━━━ Passage shown

Introduction

This is a list of my projects. Some of these are stable and released, others are in-progress, and some exist only as a concept at this point. Every project I work on is permissively licensed (using the MIT License, because that one gives the most freedom to users of the code.

I believe that writing software is a creative endeavour, and as such I like to explore and build different things that interest me. Doing so in the open allows others to take inspiration and learn from them, and sometimes help me make them better.

Overview

Here is an overview of my personal projects, ranked by priority (highest first). The colors indicate readiness of the project overall and the individual features that I am working on.

Projects

Passgen

Passphrase generator that can generate arbitrary sequences from a dialect of regular expressions. It has some features for generating high-entropy memorable passphrases, such as using wordlists or generating pronounceable words from wordlists using a markov-chain monte-carlo method.

━━━━━━

### [Problems]
1. Write out every line of the entries below again, requests included, with each point coordinate in the answers increased by 144. Leave the pictures out.
2. Continue the project list above, starting after its final sentence.

━━━ Provided data

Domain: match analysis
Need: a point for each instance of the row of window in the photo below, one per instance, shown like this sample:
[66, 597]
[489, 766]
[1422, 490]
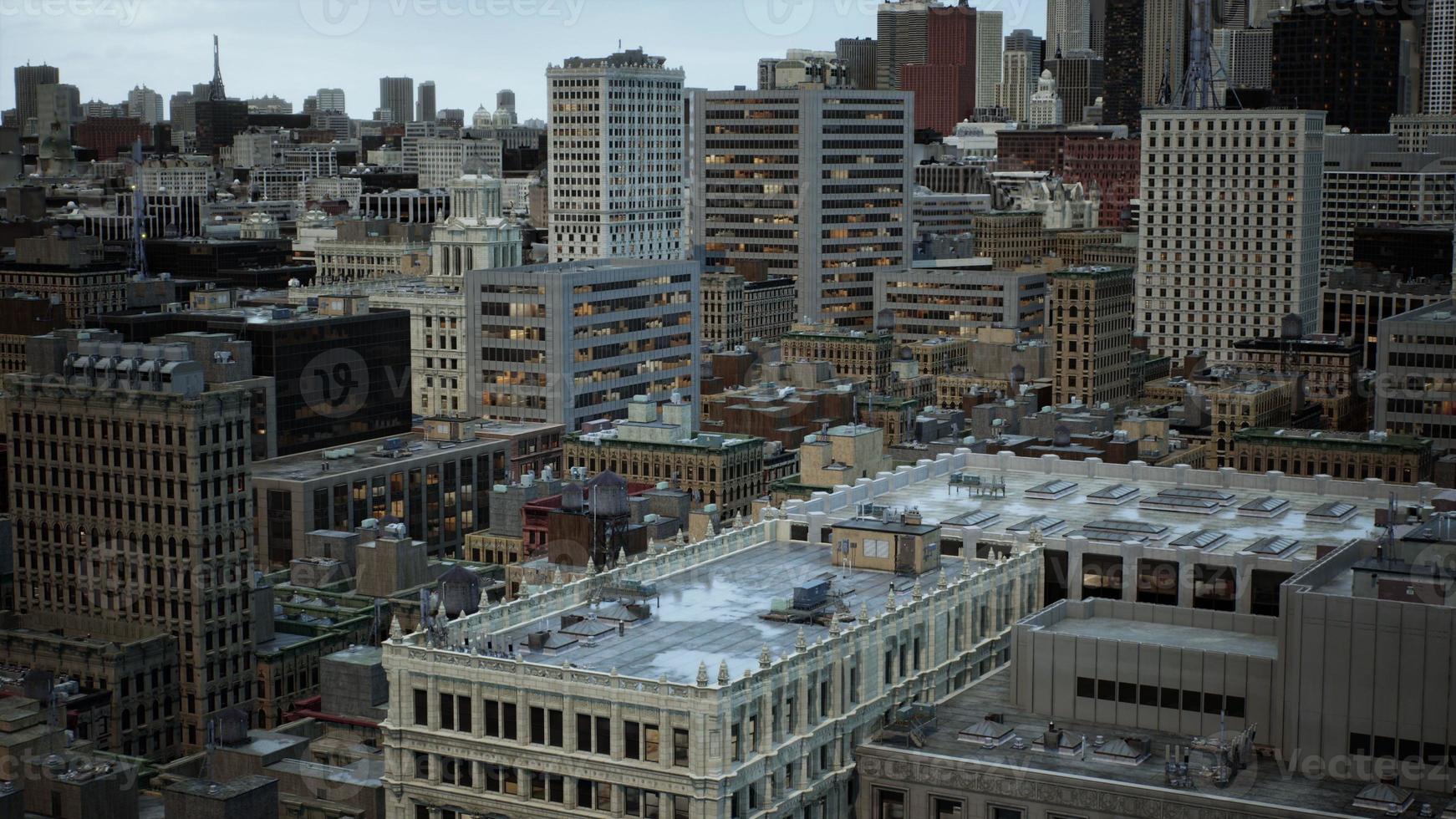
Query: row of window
[1183, 700]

━━━━━━

### [Outputs]
1.
Domain: match analysis
Need: a point for each instance of the row of window in the photo below, one per instance, shown like this sample:
[66, 597]
[489, 766]
[1422, 490]
Query: row of window
[1327, 844]

2.
The purpose of Passgen is threefold:

  • to make it easy to generate secure passphrases
  • to make it easy to generate passphrases that are memorable
  • to be able to accurately calculate the entropy of calculated passphrases

You can think of Passgen as evaluating regular expressions in reverse, randomly choosing anytime there are multiple options. It has some additional syntax elements (that are discussed below) for the additional features it has, such as being able to pick random words from wordlists.

Examples

Some examples of using Passgen on the command-line. Unless you use the master-passphrase mode, every run of Passgen will yield a different, random output.

Generate arbitrary randomized passphrases from a format string. In this example, we are randomly generating sixty-four alphanumerical characters.

$ passgen '[a-zA-Z0-9]{64}'
wy08qpQHaO7jTANOwfP55W404Gkh9rjktMBCBAcKfokG0k4aoG9nmyX68pOWR0j6

Choose random words from a wordlist for XKCD-style passphrases. To use a wordlist, we first need to tell Passgen where to find it (the -w flag), and then we can reference it in the pattern using the \w{name} notation. Passgen will choose a random word from the list.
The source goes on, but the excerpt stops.